Write out the entries word for word, from the line containing "Objective — one point per instance of the small twig" through the final line, including both.

*PROVIDED MATERIAL*.
## START
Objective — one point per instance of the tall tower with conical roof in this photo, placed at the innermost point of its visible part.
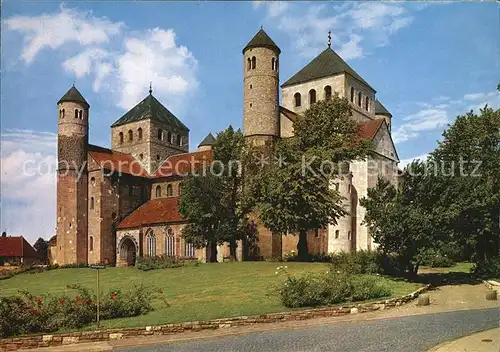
(72, 185)
(261, 81)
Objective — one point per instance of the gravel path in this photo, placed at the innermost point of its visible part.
(410, 333)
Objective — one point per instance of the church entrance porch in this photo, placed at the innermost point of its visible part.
(127, 252)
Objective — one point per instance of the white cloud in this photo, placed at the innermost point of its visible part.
(54, 30)
(436, 116)
(425, 120)
(122, 67)
(480, 96)
(155, 57)
(82, 64)
(355, 26)
(28, 183)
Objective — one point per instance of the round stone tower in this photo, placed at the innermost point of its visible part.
(341, 236)
(72, 185)
(261, 81)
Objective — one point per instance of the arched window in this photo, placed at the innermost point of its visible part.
(328, 92)
(151, 241)
(312, 96)
(297, 99)
(170, 243)
(189, 250)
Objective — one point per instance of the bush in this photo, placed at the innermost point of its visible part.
(330, 288)
(489, 269)
(434, 258)
(26, 313)
(161, 262)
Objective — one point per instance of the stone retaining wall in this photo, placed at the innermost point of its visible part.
(12, 344)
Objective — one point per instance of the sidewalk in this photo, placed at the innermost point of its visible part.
(485, 341)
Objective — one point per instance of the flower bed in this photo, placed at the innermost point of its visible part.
(26, 313)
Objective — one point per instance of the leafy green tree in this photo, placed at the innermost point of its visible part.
(212, 200)
(468, 167)
(292, 195)
(402, 220)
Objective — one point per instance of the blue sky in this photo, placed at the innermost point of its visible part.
(428, 63)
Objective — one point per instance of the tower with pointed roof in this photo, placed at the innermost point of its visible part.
(261, 81)
(150, 133)
(72, 185)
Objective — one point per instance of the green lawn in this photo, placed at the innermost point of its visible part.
(205, 292)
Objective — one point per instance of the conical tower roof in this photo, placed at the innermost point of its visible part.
(150, 108)
(73, 95)
(261, 39)
(208, 141)
(328, 63)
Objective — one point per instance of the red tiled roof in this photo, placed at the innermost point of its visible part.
(16, 247)
(369, 129)
(182, 164)
(155, 211)
(116, 161)
(292, 116)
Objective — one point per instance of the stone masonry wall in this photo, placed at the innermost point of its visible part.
(260, 92)
(288, 93)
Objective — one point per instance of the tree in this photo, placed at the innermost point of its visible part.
(212, 201)
(42, 246)
(468, 163)
(292, 195)
(404, 220)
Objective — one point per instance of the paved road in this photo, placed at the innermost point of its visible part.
(411, 333)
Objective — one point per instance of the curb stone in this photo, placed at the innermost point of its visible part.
(51, 340)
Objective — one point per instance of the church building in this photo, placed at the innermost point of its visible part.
(116, 204)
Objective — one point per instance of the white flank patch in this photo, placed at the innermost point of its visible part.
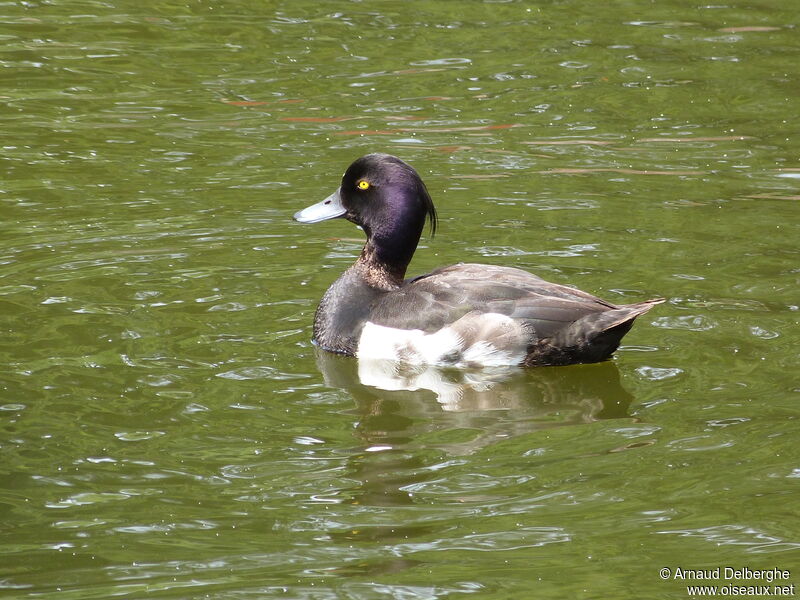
(444, 347)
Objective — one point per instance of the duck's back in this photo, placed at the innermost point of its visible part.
(470, 314)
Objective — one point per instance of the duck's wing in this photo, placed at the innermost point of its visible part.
(442, 297)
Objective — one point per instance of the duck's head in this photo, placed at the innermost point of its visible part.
(387, 198)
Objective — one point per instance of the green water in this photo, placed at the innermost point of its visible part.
(168, 431)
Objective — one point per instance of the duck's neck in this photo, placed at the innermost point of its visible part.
(346, 305)
(378, 272)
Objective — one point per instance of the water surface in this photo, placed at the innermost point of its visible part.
(169, 431)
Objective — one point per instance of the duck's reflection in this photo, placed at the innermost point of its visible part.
(397, 403)
(416, 428)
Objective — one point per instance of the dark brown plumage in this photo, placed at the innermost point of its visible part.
(464, 314)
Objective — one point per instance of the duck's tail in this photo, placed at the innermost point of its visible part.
(594, 337)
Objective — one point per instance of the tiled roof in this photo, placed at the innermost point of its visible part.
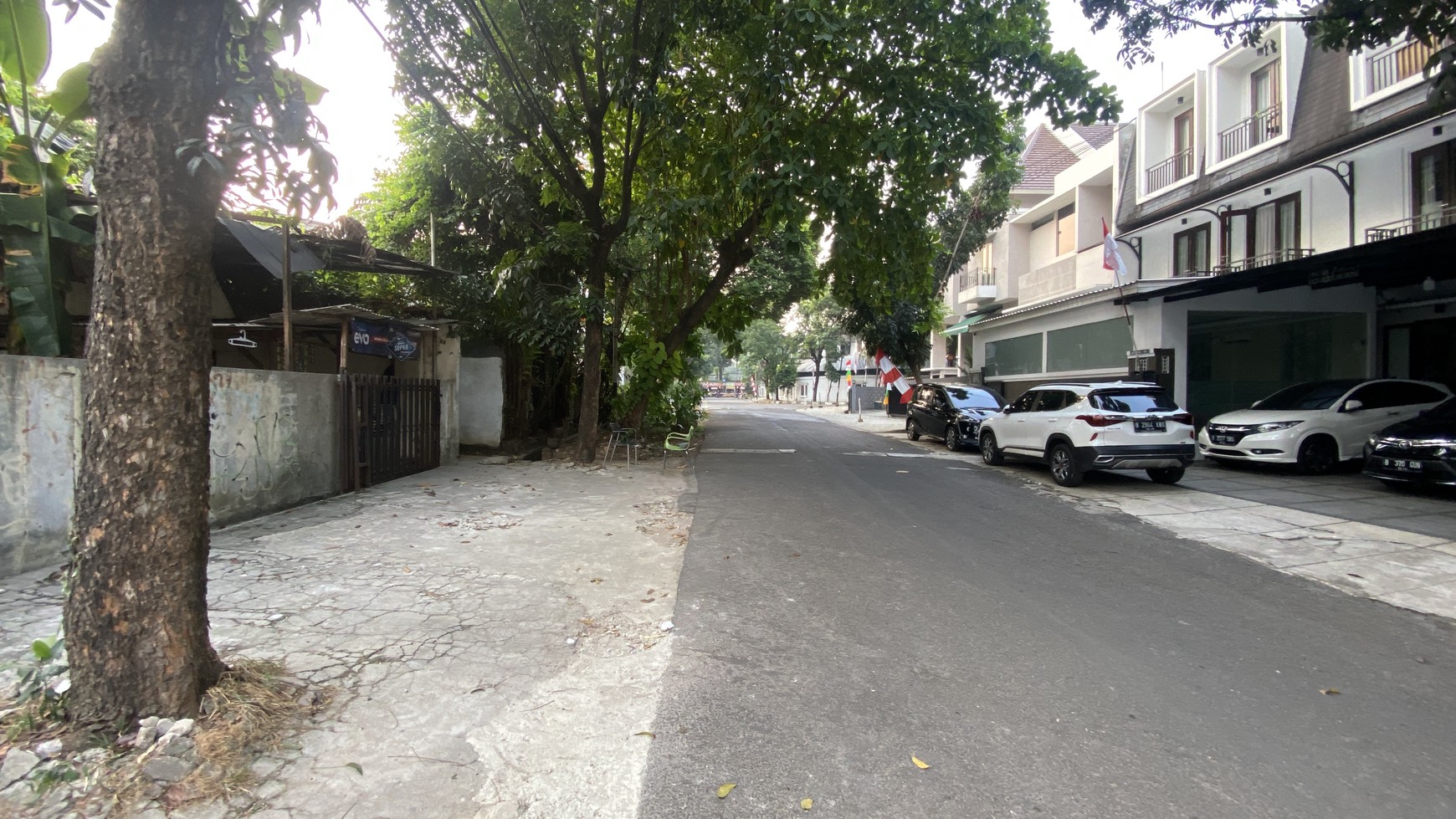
(1095, 136)
(1046, 156)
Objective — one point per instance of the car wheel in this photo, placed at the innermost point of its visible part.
(989, 453)
(1064, 466)
(1318, 456)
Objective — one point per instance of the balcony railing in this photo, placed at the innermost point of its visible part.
(1412, 224)
(1170, 171)
(1263, 259)
(1251, 131)
(1397, 63)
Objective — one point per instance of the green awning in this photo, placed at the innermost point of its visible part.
(966, 323)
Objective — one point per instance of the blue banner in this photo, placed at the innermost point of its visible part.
(383, 340)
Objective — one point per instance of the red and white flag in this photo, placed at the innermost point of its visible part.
(1113, 261)
(891, 377)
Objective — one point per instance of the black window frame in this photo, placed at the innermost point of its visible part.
(1192, 234)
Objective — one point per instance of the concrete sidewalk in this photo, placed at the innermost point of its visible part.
(492, 636)
(1363, 540)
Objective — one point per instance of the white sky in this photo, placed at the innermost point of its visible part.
(344, 55)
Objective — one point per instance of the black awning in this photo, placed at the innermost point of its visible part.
(1391, 262)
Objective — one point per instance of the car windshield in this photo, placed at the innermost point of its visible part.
(1133, 401)
(966, 397)
(1315, 395)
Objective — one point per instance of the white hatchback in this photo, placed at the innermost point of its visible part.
(1316, 425)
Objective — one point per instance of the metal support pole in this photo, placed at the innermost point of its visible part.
(1344, 171)
(287, 301)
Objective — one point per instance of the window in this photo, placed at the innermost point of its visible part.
(1263, 234)
(1133, 401)
(1192, 252)
(1068, 230)
(1432, 185)
(1025, 402)
(1052, 401)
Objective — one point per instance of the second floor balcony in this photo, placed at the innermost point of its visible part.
(1170, 171)
(1261, 259)
(976, 285)
(1395, 64)
(1251, 131)
(1412, 224)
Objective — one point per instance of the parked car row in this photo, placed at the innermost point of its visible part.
(1405, 431)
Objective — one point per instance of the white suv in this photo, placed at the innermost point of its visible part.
(1076, 428)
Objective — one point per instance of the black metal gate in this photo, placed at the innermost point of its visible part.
(391, 428)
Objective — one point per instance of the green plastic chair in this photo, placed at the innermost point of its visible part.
(677, 443)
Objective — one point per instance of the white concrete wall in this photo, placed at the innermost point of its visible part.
(481, 401)
(1382, 195)
(274, 441)
(274, 444)
(39, 440)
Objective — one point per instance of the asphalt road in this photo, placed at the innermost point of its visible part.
(843, 612)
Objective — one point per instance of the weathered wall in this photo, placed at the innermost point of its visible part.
(274, 441)
(481, 397)
(274, 444)
(39, 402)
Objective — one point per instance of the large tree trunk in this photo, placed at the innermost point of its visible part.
(136, 617)
(592, 356)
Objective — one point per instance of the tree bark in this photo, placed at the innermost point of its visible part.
(136, 617)
(592, 356)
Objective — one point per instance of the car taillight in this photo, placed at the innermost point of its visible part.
(1101, 419)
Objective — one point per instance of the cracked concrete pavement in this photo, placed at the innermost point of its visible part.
(1382, 562)
(492, 636)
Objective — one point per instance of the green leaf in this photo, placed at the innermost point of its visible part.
(293, 83)
(25, 39)
(72, 95)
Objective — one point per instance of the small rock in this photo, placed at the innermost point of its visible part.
(49, 748)
(167, 769)
(18, 763)
(175, 745)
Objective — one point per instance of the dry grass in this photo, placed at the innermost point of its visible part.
(252, 710)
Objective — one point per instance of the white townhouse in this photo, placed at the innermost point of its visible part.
(1290, 216)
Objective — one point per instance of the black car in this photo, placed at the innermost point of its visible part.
(951, 412)
(1422, 450)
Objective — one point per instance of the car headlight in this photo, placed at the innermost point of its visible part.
(1277, 425)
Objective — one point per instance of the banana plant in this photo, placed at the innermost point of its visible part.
(37, 218)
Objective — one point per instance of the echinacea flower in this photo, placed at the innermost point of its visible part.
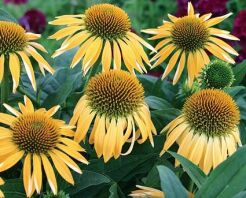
(144, 191)
(1, 183)
(102, 31)
(217, 74)
(114, 100)
(35, 137)
(33, 21)
(186, 41)
(16, 46)
(206, 131)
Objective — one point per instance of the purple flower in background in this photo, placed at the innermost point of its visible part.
(33, 21)
(216, 7)
(15, 1)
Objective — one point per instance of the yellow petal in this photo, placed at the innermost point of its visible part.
(217, 157)
(92, 51)
(62, 168)
(106, 56)
(217, 20)
(29, 70)
(218, 52)
(1, 67)
(27, 177)
(223, 45)
(37, 172)
(6, 119)
(99, 136)
(180, 68)
(52, 111)
(38, 46)
(71, 143)
(143, 42)
(49, 173)
(14, 66)
(163, 54)
(208, 159)
(31, 36)
(205, 56)
(190, 9)
(171, 63)
(67, 31)
(190, 68)
(84, 123)
(12, 110)
(67, 21)
(11, 161)
(67, 160)
(81, 51)
(117, 55)
(39, 59)
(76, 155)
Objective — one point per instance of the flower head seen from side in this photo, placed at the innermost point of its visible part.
(37, 138)
(115, 101)
(1, 183)
(102, 31)
(217, 74)
(186, 40)
(144, 192)
(206, 131)
(16, 46)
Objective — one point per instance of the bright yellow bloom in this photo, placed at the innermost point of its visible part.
(114, 100)
(206, 131)
(16, 46)
(1, 183)
(186, 40)
(102, 31)
(36, 137)
(146, 192)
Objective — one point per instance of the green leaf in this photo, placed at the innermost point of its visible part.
(113, 191)
(195, 173)
(157, 103)
(227, 179)
(66, 80)
(85, 180)
(170, 184)
(239, 72)
(13, 188)
(5, 16)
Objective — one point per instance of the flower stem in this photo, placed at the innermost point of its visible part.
(5, 85)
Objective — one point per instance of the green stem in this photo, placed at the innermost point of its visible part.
(5, 85)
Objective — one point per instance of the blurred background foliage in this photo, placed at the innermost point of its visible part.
(144, 166)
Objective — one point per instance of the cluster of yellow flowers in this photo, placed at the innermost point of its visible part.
(113, 102)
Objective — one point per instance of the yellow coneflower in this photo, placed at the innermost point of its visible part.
(186, 40)
(206, 131)
(146, 192)
(115, 101)
(16, 46)
(35, 136)
(1, 183)
(102, 31)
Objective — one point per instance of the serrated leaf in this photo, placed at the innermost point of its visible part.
(85, 180)
(239, 72)
(170, 184)
(195, 173)
(227, 179)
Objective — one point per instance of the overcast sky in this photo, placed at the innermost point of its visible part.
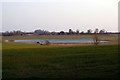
(57, 15)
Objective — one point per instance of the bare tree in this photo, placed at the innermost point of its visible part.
(96, 37)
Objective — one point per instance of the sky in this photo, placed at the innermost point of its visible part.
(58, 15)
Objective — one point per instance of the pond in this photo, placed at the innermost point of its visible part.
(63, 41)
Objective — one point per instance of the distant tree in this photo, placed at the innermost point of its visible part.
(89, 31)
(77, 31)
(82, 32)
(96, 37)
(62, 32)
(71, 31)
(102, 31)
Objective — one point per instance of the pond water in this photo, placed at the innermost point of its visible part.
(63, 41)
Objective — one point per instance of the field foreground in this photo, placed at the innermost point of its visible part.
(21, 60)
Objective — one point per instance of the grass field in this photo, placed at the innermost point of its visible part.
(22, 60)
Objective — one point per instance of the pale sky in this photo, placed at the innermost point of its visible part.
(59, 15)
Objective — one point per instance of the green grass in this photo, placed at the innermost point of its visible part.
(22, 60)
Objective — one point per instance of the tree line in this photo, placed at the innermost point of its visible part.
(45, 32)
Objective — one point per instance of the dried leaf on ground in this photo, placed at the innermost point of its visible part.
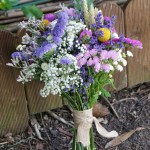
(118, 140)
(100, 110)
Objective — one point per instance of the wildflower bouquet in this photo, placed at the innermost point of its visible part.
(74, 52)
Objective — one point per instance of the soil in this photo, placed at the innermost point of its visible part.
(131, 104)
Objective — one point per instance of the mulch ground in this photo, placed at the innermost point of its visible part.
(131, 104)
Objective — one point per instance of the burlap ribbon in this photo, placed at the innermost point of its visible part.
(83, 122)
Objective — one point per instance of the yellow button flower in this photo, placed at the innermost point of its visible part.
(106, 35)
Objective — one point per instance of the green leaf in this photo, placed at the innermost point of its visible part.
(32, 11)
(89, 2)
(7, 4)
(105, 93)
(48, 55)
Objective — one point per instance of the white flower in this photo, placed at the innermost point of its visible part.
(49, 38)
(115, 35)
(119, 67)
(129, 53)
(124, 62)
(44, 66)
(111, 67)
(115, 63)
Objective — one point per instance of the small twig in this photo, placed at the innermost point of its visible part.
(59, 118)
(111, 106)
(44, 127)
(124, 99)
(36, 126)
(65, 132)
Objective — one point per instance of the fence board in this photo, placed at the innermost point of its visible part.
## END
*EXPECTED ANSWER*.
Objective — one point per instance of the small twig in this photo, placed at the innermost point of its visible part.
(59, 118)
(111, 106)
(44, 127)
(124, 99)
(36, 126)
(65, 132)
Objective — one point per instance of the fence board in this photo, placed at the innermost point of its visible part.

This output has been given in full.